_Records supplied_
------------------------------------------------
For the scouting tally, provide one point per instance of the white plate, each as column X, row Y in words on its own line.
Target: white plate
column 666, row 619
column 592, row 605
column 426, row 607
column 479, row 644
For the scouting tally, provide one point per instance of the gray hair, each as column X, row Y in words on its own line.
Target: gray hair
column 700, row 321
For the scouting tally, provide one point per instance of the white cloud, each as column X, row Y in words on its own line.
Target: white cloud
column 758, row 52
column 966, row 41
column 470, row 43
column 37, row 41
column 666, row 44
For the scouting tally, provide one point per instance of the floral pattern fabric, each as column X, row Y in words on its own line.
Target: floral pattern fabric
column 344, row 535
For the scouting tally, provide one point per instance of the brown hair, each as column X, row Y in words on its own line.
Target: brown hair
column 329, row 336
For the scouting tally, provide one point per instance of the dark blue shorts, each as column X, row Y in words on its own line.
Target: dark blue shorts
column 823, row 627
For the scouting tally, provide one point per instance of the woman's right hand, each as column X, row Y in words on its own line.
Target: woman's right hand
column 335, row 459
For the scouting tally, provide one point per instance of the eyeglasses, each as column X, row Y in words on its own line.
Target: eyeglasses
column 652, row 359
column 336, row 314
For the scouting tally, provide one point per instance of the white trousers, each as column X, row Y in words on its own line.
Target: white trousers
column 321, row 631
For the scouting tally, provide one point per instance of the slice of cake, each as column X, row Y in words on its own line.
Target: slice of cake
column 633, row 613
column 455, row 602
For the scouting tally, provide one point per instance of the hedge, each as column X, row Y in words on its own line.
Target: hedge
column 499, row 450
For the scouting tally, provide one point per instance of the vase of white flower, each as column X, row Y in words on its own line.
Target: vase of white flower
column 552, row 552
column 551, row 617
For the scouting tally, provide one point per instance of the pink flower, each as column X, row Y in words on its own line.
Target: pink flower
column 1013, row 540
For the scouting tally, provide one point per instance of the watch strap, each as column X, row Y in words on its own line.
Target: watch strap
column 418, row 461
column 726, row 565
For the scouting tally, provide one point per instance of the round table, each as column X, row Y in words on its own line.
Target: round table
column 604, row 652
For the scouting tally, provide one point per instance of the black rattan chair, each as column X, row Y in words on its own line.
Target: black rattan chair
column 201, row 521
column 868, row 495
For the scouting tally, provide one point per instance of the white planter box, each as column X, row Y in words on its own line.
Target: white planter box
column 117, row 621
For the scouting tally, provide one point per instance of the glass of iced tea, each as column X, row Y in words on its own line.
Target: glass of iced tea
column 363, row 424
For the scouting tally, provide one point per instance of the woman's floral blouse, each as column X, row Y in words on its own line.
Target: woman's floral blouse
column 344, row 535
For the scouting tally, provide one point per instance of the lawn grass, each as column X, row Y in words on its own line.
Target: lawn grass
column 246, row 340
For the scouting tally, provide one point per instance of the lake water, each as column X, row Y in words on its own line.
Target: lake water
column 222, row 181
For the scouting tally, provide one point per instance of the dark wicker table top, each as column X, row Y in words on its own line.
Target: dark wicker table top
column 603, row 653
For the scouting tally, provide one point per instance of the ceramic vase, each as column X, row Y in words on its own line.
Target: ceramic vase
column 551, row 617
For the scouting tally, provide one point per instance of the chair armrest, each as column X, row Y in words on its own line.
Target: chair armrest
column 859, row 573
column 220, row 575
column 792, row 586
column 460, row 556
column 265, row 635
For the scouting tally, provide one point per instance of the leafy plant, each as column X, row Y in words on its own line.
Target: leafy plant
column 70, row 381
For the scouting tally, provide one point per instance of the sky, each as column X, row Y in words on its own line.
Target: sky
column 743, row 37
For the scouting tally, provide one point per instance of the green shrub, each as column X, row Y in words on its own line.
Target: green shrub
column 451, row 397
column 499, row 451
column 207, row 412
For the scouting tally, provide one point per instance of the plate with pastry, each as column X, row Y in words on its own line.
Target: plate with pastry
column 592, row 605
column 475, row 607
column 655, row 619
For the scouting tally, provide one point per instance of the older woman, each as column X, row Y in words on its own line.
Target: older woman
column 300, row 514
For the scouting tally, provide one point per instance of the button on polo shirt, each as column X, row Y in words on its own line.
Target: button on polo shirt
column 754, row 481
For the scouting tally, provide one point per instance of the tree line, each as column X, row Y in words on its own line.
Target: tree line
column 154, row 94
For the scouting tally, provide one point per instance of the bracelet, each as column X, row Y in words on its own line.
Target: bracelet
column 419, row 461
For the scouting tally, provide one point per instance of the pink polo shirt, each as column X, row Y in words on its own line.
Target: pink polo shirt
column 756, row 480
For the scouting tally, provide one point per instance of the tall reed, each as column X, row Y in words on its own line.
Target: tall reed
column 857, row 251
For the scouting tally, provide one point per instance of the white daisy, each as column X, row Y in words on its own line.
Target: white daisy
------------------------------------------------
_Your objective_
Repeat every one of the entries above, word for word and in the same order.

_Answer to the exercise_
For the scouting tally, provide one point per instance of the white plate, each as column X, row Y in words on its own line.
Target: white plate
column 666, row 619
column 592, row 605
column 426, row 607
column 479, row 644
For the scouting tally, provide one point per instance of the gray hair, each as column X, row Y in words on its own line.
Target: gray hair
column 700, row 321
For the scouting tally, provide one point per instance of the white cloud, each as column X, row Y in words on its own line.
Target: white cloud
column 758, row 52
column 966, row 41
column 470, row 43
column 37, row 41
column 666, row 44
For the scouting tally, provide one point per instance of the floral pattern fabric, each as column X, row Y in words on its own line.
Target: floral pattern fabric
column 344, row 535
For the scouting tally, provide one point per instance of the brown hair, each as column X, row Y in words on its own line.
Target: brown hair
column 329, row 336
For the scouting tally, provide one point per instance of the dark blue shorts, each as column X, row Y in words on its own line.
Target: dark blue shorts
column 823, row 627
For the scouting tally, provide one point per instance of the woman's right hand, each as column X, row Y in words on its own line.
Target: woman's right hand
column 335, row 459
For the scouting tally, provide one point per instance of the eyeglasses, each as column X, row Y in words on its own line.
Target: eyeglasses
column 652, row 359
column 336, row 314
For the scouting tally, provide one point per instance of the white trousers, each as column X, row Y in words on its own line.
Target: white trousers
column 321, row 631
For the scouting tally, provide one point per instance of the slice of cake, each as column X, row Y in words on its own line.
Target: slice of cake
column 633, row 613
column 455, row 602
For the scouting tally, provide one point per instance of the hedge, each as column X, row Y in words on its own line.
Target: hedge
column 499, row 450
For the scouting tally, provide one point per instance of the vase of white flower, each as column X, row Y in words on its own line.
Target: vase of white flower
column 552, row 552
column 551, row 617
For the scouting tally, provide one point per instance of the pink flower, each as column X, row Y in words on its own line.
Target: pink flower
column 1013, row 540
For the scouting tally, provide one point per instance of the watch strap, each as column X, row Y in words on its own line.
Target: watch strap
column 418, row 461
column 726, row 565
For the scouting tally, provide one point per instance of the round table, each as column X, row Y in words on its own line.
Target: round table
column 604, row 652
For the scouting tally, provide one point per instance of the black rattan chair, each as column X, row Y in words on its own line.
Target: black rattan chair
column 201, row 521
column 868, row 495
For the scouting tally, provide one point per instance of the white planter box, each as column X, row Y in words on its own line.
Target: white planter box
column 117, row 621
For the scouting tally, provide one point per instance of the glass of iced tea, each as column X, row Y in words on its own line.
Target: glass of iced tea
column 363, row 424
For the scouting tally, provide one point per instance of the woman's floral blouse, each as column X, row Y in words on its own line.
Target: woman's floral blouse
column 344, row 535
For the scouting tally, provide one point per instance of the lawn grass, each as column X, row Y in words on its own line.
Target: lawn grass
column 246, row 340
For the scouting tally, provide one point per instance of the lake water, each as column X, row Y in words on its own line.
Target: lake water
column 222, row 181
For the scouting tally, provide one point per instance of the dark wicker table top, each as column X, row Y in words on its own line.
Target: dark wicker table top
column 603, row 653
For the scouting tally, provide one point per instance of the ceramic vase, each as column X, row Y in words on its own line.
Target: ceramic vase
column 551, row 617
For the scouting tally, provide one point per instance of the chair armrest, each as column X, row Y in words on its own line.
Target: chair armrest
column 859, row 573
column 220, row 575
column 792, row 586
column 460, row 556
column 265, row 635
For the scouting tally, provide one point per instance of the leafy plant, each as column X, row Y in words on its own line.
Target: leafy plant
column 70, row 381
For the scouting tally, provide one point per instance of the sky, each as column X, row Y in words on its own line.
Target: sky
column 743, row 37
For the scouting tally, provide one point per instance of the green shrub, each as column X, row Y in words on its own line.
Target: green shrub
column 451, row 397
column 499, row 451
column 207, row 412
For the scouting tally, provide one point per instance of the plate with pastry, each as column X, row Y in words on its own line.
Target: plate with pastry
column 592, row 605
column 475, row 607
column 655, row 619
For the scouting tally, provide one point per instance of the older woman, each as column X, row Y in words on its own line.
Target: older woman
column 300, row 514
For the scouting tally, provide one point per instance of the button on polo shirt, each as column X, row Y in words on its own line.
Target: button on polo shirt
column 754, row 481
For the scouting tally, provide one point per instance of the tree line, each as column X, row Y in words on its own line.
Target: tree line
column 154, row 94
For the scouting tally, provide one point per instance of the bracelet, each as column X, row Y in words on its own line.
Target: bracelet
column 419, row 461
For the scouting tally, provide one point per instance of the pink polo shirt, each as column X, row Y in words on its own line.
Target: pink polo shirt
column 756, row 480
For the scouting tally, provide one point per instance of the tall reed, each as column X, row Y in words on its own line.
Target: tall reed
column 857, row 251
For the scouting tally, provide one point per instance of the white daisy, each as column X, row Y in words on its own line.
Target: white daisy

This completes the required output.